## [Text shown]
+ + +

The University of Maryland Biotechnology Institute (“Maryland”), owner of U.S. Patent No. 6,673,532 B2 (“the ‘532 patent”), recently lost the ‘532 patent when the United States Court of Appeals for the Federal Circuit (“the Federal Circuit”) rejected Maryland’s argument that a cited reference is teaching away from combining it with another reference to reach a conclusion of obviousness. The Federal Circuit affirmed a determination by the PTAB of obviousness of the claims in an interpartes reexamination of the ‘532 patent on 35 U.S.C. §103 grounds. The reexamination was requested by Presens Precision Sensing GMBH (“Presens”), a seller of equipment that uses technology related to that in the ‘532 patent. University of Maryland Biotechnology Institute v. Presens Precision Sensing GMBH, 2016-2745, 2017-1057 (November 3, 2017).
The claim rejections relied on two technical papers, Bernhard H. Weigl et al., Optical Triple Sensor for Measuring pH, Oxygen and Carbon Dioxide, 32 J. Biotechnology 127 (1994) (“Weigl”), and Shabbir B. Bambot et al., Potential Applications of Lifetime-Based, Phase-Modulation Fluorimetry in Bioprocess and Clinical Monitoring, 13 Trends in Biotechnology 106 (1995) (“Bambot”). The references were combined to reject claims including a limitation not expressly found in either reference: “at least two types of optical chemical sensors positioned within the single continuous volume”.

+ + +

## [Information provided]
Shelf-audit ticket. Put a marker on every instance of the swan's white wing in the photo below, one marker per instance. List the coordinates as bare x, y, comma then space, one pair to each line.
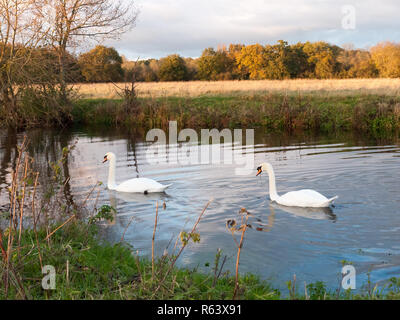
141, 185
303, 198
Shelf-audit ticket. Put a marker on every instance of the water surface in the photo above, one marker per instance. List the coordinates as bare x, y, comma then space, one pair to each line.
363, 227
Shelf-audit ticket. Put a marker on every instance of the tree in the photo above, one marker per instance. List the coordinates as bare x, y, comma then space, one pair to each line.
73, 22
252, 60
386, 57
357, 63
172, 68
322, 59
215, 65
102, 64
21, 31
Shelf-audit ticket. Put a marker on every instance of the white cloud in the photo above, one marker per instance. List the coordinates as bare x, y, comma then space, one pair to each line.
188, 26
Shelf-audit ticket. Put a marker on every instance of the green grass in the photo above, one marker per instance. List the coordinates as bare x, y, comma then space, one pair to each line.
100, 270
372, 114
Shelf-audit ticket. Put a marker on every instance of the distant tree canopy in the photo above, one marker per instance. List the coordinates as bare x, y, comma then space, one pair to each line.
173, 68
101, 64
386, 57
315, 60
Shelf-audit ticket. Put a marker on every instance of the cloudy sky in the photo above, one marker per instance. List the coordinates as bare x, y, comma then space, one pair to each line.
187, 27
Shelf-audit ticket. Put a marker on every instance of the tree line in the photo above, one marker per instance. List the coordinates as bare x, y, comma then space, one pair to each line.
317, 60
37, 38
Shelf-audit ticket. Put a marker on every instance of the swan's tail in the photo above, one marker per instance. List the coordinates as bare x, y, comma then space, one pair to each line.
330, 201
160, 189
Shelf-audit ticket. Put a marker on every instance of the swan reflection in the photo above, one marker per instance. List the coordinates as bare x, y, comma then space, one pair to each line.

+ + +

## [Exercise A]
From the text on the Maryland patent appeal, copy the passage starting with "The University of" and going on through "(November 3, 2017).".
## [Exercise B]
Answer these questions using the text on the Maryland patent appeal.
(i) Which company requested the reexamination of the '532 patent?
(ii) In what year was the Bambot paper published?
(iii) What claim limitation was not expressly found in either reference?

## [Task solution A]
The University of Maryland Biotechnology Institute (“Maryland”), owner of U.S. Patent No. 6,673,532 B2 (“the ‘532 patent”), recently lost the ‘532 patent when the United States Court of Appeals for the Federal Circuit (“the Federal Circuit”) rejected Maryland’s argument that a cited reference is teaching away from combining it with another reference to reach a conclusion of obviousness. The Federal Circuit affirmed a determination by the PTAB of obviousness of the claims in an interpartes reexamination of the ‘532 patent on 35 U.S.C. §103 grounds. The reexamination was requested by Presens Precision Sensing GMBH (“Presens”), a seller of equipment that uses technology related to that in the ‘532 patent. University of Maryland Biotechnology Institute v. Presens Precision Sensing GMBH, 2016-2745, 2017-1057 (November 3, 2017).

## [Task solution B]
(i) Presens Precision Sensing GMBH
(ii) 1995
(iii) "at least two types of optical chemical sensors positioned within the single continuous volume"